### Work instructions
Copy out, unchanged, the entries below from the "find the sofa backrest" line to the final line. Omit pictures.

### Data for this task
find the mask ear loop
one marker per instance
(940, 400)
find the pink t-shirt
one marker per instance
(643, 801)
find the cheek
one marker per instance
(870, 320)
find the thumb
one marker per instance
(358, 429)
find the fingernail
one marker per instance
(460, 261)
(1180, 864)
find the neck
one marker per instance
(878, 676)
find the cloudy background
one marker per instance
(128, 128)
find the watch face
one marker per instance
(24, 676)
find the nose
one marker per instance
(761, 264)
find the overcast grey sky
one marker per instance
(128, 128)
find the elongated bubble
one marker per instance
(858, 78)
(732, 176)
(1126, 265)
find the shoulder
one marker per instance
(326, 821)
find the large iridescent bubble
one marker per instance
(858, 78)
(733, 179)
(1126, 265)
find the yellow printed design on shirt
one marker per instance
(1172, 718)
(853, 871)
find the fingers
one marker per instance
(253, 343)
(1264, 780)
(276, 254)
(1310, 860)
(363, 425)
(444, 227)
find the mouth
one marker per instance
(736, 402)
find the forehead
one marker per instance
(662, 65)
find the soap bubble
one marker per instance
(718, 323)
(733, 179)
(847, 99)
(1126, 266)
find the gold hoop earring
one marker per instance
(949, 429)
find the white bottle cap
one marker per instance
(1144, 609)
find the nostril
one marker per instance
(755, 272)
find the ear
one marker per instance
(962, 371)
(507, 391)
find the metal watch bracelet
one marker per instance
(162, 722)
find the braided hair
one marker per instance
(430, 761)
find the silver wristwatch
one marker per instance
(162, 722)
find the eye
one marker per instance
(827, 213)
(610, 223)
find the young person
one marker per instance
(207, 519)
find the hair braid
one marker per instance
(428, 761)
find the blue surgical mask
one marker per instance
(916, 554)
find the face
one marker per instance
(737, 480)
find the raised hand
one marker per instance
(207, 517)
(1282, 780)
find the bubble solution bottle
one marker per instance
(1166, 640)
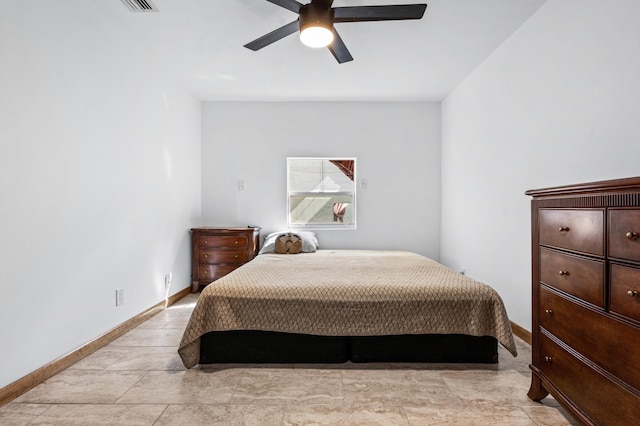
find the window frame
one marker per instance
(323, 226)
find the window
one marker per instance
(321, 193)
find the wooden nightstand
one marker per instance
(218, 251)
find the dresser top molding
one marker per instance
(612, 186)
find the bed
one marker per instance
(335, 306)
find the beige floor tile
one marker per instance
(102, 359)
(16, 414)
(468, 416)
(550, 416)
(286, 386)
(430, 392)
(83, 387)
(184, 387)
(339, 415)
(100, 415)
(222, 415)
(489, 388)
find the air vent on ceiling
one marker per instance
(140, 5)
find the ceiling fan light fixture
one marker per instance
(316, 25)
(316, 36)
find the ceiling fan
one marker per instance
(316, 19)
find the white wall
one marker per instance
(397, 146)
(99, 180)
(557, 103)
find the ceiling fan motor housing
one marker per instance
(314, 15)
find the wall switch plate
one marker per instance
(119, 296)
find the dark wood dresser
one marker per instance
(218, 251)
(586, 306)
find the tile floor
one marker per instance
(139, 379)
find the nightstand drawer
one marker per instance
(624, 294)
(224, 241)
(624, 234)
(581, 277)
(223, 256)
(213, 272)
(578, 230)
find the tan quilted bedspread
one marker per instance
(347, 293)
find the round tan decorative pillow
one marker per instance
(288, 243)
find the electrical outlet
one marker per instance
(119, 296)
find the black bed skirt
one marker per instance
(276, 348)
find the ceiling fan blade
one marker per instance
(274, 36)
(379, 13)
(291, 5)
(339, 49)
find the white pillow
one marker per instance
(309, 241)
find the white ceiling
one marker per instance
(420, 60)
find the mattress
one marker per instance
(347, 293)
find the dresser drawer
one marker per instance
(222, 256)
(604, 401)
(224, 241)
(624, 292)
(210, 273)
(581, 277)
(595, 335)
(624, 234)
(578, 230)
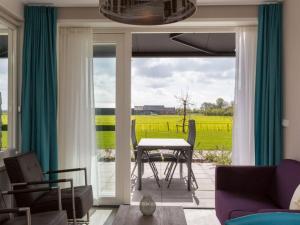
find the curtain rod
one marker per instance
(40, 4)
(272, 2)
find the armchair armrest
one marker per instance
(244, 179)
(70, 170)
(55, 182)
(20, 191)
(18, 210)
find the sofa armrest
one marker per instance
(278, 210)
(244, 179)
(18, 210)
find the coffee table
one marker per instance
(164, 215)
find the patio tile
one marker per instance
(177, 194)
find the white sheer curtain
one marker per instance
(76, 119)
(243, 152)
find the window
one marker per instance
(4, 90)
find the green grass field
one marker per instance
(213, 132)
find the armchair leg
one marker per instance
(73, 205)
(172, 174)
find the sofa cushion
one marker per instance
(47, 218)
(83, 201)
(285, 182)
(25, 168)
(3, 217)
(231, 205)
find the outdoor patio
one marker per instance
(177, 194)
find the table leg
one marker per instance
(190, 156)
(139, 159)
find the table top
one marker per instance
(163, 143)
(164, 215)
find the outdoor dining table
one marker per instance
(150, 144)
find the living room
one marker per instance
(51, 170)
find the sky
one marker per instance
(157, 81)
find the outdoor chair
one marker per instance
(23, 216)
(147, 157)
(181, 156)
(24, 171)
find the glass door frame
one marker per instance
(122, 114)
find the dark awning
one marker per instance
(177, 45)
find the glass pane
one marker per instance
(3, 91)
(105, 102)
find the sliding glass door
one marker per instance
(108, 70)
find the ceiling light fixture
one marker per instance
(147, 12)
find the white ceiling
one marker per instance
(92, 3)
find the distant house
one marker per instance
(154, 109)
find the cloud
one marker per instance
(159, 80)
(205, 79)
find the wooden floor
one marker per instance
(102, 216)
(177, 194)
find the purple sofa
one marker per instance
(245, 190)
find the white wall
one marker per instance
(14, 7)
(292, 78)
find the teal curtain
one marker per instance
(268, 93)
(277, 218)
(39, 86)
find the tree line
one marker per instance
(218, 108)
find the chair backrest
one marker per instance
(3, 217)
(133, 134)
(285, 182)
(25, 168)
(192, 133)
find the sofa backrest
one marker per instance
(285, 182)
(25, 168)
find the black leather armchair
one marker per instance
(25, 171)
(57, 217)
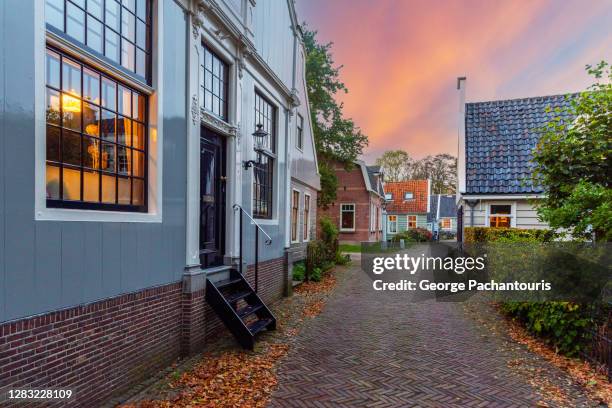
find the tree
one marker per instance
(572, 162)
(336, 138)
(396, 165)
(441, 169)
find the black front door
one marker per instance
(212, 198)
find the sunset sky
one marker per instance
(402, 57)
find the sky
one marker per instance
(401, 59)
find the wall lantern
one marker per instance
(259, 139)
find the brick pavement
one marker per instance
(368, 349)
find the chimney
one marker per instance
(461, 138)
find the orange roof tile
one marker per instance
(398, 189)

### Written response
find the sofa backrest
one marker per instance
(285, 182)
(25, 168)
find the black leather armchair
one marker per instance
(25, 171)
(57, 217)
find the tree
one marker per instance
(572, 162)
(336, 138)
(396, 165)
(441, 169)
find the black front door
one marker per instance
(212, 198)
find the sunset sky
one marker per instance
(402, 57)
find the sky
one marker per instance
(401, 59)
find the wall lantern
one marker per instance
(259, 139)
find the brick pavement
one marker per instance
(368, 349)
find the chimney
one marker per instance
(461, 138)
find the orange roof tile
one marker per instance
(398, 189)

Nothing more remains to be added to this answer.